● **TASK STATEMENT**:
Which lines in the rows below contain the word "forested"? Copy each of them in full.

=== GIVEN RECORDS ===

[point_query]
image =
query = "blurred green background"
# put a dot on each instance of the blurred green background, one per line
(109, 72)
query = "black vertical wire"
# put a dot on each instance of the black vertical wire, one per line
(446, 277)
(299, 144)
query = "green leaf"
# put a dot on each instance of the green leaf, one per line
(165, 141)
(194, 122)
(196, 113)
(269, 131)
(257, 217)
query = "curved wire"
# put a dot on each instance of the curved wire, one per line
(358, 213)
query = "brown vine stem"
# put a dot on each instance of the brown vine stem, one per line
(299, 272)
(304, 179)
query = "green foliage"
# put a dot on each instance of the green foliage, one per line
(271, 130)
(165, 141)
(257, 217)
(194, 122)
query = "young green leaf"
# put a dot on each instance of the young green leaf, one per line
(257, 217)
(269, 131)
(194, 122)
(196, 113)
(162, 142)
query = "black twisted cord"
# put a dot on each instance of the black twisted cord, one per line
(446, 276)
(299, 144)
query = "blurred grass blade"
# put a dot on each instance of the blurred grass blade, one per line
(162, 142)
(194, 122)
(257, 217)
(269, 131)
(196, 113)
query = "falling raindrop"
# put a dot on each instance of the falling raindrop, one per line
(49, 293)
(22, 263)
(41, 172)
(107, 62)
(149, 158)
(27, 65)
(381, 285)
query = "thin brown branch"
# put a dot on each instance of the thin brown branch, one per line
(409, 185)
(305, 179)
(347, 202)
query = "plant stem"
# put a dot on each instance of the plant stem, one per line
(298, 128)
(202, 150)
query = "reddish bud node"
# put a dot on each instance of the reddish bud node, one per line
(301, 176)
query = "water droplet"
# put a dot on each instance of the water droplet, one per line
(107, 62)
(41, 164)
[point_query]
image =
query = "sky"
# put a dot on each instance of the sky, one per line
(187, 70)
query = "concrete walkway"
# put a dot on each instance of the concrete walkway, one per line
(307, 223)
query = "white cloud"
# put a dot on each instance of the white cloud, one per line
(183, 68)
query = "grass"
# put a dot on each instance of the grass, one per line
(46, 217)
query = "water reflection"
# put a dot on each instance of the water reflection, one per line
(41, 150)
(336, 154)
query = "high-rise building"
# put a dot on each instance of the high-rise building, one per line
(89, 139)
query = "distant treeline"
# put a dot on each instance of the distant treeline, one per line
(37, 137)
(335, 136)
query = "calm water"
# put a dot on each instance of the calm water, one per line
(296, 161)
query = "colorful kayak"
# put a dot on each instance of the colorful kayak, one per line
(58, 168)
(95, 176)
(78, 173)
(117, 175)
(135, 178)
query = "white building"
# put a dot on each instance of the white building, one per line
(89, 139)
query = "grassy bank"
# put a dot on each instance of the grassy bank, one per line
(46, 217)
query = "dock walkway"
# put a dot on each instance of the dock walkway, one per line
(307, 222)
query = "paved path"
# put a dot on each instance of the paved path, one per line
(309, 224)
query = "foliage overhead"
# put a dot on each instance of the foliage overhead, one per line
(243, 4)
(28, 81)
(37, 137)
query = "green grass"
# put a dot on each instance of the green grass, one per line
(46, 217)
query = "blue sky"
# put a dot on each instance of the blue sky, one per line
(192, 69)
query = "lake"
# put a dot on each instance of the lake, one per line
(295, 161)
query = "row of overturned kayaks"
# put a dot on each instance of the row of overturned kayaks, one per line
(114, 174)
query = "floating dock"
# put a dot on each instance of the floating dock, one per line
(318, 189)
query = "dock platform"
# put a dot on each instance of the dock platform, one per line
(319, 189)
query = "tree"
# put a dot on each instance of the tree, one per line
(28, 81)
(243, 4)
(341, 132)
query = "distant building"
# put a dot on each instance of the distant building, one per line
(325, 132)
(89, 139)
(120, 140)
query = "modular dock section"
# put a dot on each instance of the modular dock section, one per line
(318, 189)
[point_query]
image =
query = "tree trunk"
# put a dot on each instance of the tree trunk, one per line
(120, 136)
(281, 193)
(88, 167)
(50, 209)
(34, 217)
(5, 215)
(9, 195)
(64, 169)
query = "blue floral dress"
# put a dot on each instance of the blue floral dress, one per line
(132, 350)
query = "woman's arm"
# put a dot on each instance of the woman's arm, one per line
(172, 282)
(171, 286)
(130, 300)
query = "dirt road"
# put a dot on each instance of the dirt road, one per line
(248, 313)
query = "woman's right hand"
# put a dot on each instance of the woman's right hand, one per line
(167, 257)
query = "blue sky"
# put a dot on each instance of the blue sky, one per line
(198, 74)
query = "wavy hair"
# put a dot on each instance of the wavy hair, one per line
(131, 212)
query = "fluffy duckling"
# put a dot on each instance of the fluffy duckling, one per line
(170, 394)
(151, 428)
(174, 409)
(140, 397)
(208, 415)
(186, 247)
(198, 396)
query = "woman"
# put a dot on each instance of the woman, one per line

===
=== GIVEN RECORDS ===

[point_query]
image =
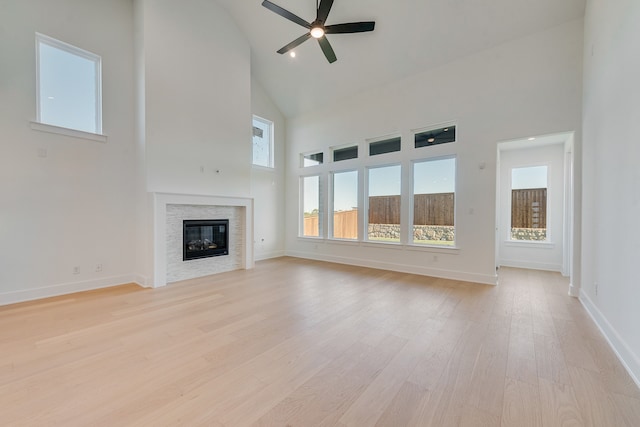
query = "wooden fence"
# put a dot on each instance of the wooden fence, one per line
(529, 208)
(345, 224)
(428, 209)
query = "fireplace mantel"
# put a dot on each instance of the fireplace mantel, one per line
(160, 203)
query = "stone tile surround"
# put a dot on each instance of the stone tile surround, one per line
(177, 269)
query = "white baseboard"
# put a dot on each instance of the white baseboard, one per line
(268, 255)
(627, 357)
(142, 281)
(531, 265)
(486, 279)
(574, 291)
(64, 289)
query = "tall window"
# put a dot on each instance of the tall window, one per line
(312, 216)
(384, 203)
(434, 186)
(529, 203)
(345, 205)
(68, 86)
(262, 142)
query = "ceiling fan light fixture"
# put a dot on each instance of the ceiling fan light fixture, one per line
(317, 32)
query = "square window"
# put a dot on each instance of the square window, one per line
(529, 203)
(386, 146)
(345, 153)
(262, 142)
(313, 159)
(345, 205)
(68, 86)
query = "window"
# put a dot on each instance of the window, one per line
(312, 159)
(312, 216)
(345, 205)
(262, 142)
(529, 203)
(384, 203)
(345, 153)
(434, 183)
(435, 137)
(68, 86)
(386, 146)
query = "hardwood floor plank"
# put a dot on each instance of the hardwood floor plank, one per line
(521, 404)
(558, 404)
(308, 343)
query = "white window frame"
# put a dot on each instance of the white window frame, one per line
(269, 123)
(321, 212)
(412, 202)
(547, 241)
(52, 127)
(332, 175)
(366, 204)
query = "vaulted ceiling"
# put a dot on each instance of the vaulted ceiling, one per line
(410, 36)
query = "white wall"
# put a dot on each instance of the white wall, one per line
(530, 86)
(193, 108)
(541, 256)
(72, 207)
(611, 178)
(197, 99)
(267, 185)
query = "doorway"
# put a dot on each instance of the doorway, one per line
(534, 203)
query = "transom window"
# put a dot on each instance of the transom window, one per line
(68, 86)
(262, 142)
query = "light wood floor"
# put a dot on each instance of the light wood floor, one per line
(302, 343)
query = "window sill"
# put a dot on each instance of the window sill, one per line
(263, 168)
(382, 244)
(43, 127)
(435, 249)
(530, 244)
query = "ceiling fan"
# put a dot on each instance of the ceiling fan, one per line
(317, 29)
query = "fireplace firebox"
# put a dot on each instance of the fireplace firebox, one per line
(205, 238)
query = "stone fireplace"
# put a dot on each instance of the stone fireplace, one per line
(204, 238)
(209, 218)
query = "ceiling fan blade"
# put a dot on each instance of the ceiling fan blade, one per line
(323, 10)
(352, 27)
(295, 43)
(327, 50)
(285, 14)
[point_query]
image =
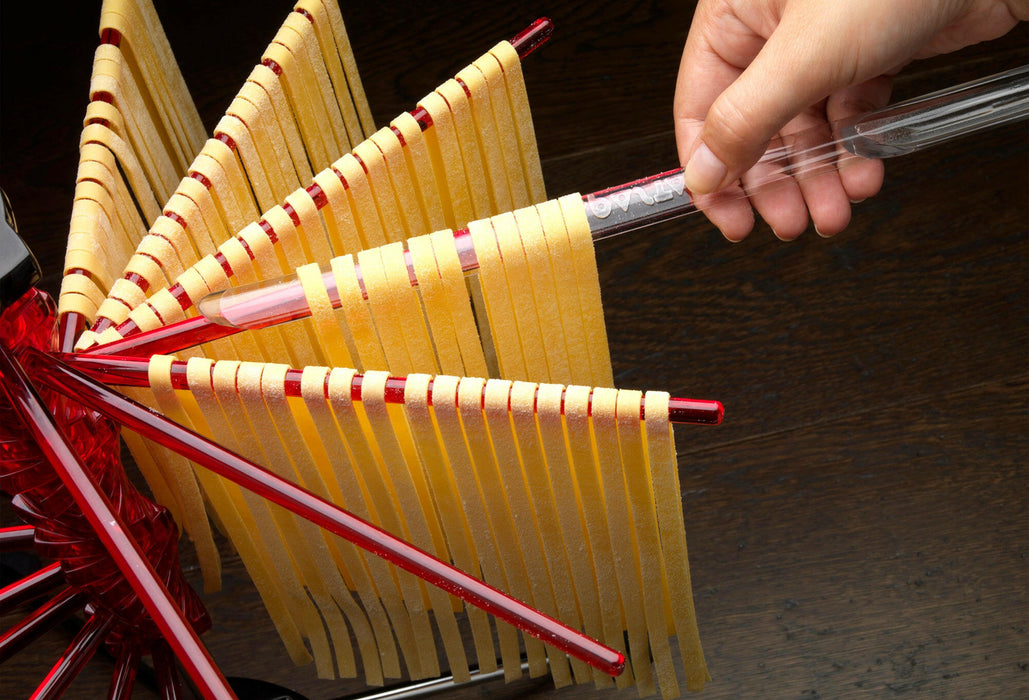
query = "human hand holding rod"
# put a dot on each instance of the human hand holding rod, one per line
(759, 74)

===
=== GIVEN RECORDS ===

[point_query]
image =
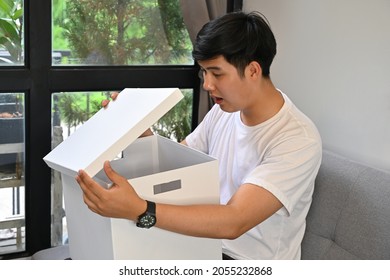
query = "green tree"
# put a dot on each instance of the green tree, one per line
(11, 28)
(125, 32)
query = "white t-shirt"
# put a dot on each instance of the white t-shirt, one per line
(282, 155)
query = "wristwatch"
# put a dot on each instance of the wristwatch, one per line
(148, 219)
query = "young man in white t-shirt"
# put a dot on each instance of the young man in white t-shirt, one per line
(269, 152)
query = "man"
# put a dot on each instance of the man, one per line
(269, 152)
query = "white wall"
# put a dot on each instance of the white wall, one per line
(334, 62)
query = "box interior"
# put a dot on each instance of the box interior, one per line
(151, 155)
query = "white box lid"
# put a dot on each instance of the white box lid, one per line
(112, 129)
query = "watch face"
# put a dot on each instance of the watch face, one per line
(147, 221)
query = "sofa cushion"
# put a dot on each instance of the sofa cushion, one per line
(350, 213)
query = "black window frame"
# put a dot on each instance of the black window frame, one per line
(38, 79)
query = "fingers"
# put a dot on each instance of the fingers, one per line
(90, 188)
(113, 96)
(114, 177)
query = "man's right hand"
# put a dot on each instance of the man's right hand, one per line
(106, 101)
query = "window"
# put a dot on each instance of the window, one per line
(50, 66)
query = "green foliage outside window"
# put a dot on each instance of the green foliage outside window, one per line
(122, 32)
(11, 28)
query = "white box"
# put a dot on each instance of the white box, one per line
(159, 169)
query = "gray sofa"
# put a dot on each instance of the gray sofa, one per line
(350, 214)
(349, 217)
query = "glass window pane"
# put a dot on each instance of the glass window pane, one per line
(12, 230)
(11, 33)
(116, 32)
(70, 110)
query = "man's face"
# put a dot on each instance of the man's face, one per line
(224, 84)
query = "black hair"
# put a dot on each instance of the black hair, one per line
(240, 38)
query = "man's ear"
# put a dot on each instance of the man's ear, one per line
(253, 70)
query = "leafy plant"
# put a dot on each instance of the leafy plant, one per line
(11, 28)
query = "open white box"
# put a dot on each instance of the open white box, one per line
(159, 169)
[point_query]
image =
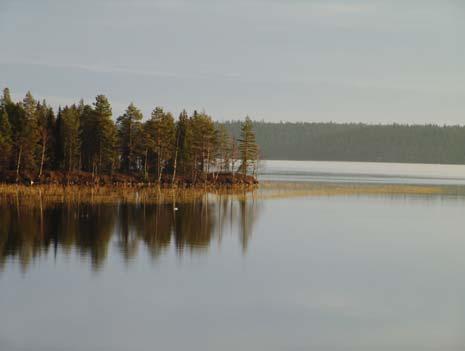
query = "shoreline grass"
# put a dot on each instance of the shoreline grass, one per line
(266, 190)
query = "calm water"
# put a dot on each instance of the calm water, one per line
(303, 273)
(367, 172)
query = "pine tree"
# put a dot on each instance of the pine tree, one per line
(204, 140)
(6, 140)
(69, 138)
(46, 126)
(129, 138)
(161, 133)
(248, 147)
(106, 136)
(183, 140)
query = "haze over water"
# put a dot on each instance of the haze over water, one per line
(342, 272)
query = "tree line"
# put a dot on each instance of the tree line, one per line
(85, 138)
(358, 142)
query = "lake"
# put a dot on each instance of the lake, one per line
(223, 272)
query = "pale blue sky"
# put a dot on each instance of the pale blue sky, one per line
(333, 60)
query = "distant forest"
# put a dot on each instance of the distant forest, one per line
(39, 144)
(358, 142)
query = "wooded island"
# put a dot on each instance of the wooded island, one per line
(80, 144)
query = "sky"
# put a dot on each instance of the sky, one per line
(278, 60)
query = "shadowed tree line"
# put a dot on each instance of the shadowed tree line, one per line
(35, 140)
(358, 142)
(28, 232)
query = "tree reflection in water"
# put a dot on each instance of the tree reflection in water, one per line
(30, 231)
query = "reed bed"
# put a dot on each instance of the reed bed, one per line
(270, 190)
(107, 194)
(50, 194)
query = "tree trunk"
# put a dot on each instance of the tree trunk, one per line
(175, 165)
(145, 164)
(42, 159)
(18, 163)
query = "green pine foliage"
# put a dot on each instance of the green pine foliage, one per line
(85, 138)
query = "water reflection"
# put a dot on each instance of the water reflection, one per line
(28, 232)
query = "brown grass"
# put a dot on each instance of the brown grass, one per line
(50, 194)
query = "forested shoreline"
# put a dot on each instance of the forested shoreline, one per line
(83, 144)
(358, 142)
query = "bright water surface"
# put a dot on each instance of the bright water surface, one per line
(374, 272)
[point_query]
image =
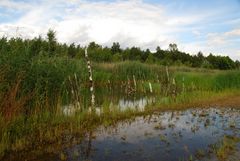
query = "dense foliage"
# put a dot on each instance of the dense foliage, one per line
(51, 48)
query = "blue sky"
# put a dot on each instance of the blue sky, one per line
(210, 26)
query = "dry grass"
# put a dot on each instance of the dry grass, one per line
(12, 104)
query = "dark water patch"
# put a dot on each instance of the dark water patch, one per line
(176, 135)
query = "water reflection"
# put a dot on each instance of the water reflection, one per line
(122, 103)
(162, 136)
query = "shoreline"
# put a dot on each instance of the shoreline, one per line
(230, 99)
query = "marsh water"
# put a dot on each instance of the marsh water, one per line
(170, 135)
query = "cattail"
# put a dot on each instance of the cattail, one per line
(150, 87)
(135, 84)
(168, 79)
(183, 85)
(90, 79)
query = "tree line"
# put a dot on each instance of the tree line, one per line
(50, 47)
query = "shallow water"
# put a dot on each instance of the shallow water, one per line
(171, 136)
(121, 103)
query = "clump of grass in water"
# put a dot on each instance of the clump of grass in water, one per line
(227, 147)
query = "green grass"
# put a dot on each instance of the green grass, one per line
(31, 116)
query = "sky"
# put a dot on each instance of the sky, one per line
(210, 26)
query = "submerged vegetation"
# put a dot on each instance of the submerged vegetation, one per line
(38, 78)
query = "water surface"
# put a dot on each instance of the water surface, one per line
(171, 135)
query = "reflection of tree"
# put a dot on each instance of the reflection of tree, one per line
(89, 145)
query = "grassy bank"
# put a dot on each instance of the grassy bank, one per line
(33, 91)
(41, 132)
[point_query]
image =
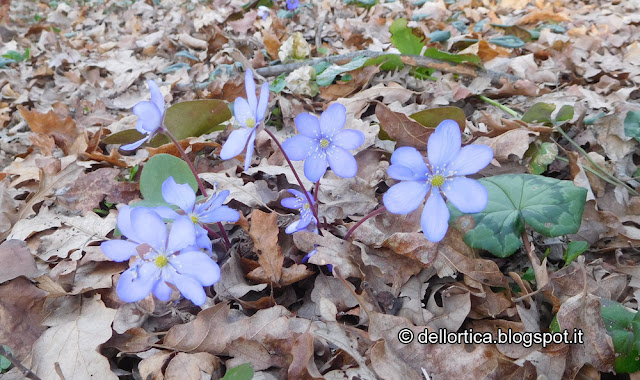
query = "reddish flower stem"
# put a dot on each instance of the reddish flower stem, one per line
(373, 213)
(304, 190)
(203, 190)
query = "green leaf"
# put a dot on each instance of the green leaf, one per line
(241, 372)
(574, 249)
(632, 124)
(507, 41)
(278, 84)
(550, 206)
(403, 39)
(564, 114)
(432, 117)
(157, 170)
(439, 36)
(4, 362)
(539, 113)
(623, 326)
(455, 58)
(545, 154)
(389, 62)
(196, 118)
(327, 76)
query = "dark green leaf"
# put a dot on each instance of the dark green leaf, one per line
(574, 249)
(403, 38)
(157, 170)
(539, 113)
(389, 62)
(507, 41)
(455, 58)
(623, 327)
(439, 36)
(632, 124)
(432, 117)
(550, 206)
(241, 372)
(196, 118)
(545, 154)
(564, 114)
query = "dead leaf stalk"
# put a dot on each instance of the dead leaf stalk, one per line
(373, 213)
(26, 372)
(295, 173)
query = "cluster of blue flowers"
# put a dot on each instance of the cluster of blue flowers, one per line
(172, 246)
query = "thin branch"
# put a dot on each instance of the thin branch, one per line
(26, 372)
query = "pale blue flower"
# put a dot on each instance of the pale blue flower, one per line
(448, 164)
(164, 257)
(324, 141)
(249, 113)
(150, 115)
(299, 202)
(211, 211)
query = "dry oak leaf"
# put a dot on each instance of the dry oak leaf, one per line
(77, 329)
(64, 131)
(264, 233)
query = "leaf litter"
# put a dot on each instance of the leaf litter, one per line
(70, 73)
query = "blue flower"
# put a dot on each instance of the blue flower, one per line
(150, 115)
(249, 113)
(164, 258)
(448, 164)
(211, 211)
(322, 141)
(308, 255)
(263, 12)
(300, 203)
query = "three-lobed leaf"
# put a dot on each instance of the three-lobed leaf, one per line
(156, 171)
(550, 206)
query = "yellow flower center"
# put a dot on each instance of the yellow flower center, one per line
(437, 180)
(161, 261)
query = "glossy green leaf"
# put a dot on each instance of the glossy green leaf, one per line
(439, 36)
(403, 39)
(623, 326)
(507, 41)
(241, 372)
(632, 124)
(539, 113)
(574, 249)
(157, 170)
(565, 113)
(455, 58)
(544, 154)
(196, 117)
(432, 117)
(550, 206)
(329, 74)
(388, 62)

===

● **SOLUTION TO THIS TASK**:
query = "forested shoreline"
# put a dot on each instance of the forested shoreline, one per line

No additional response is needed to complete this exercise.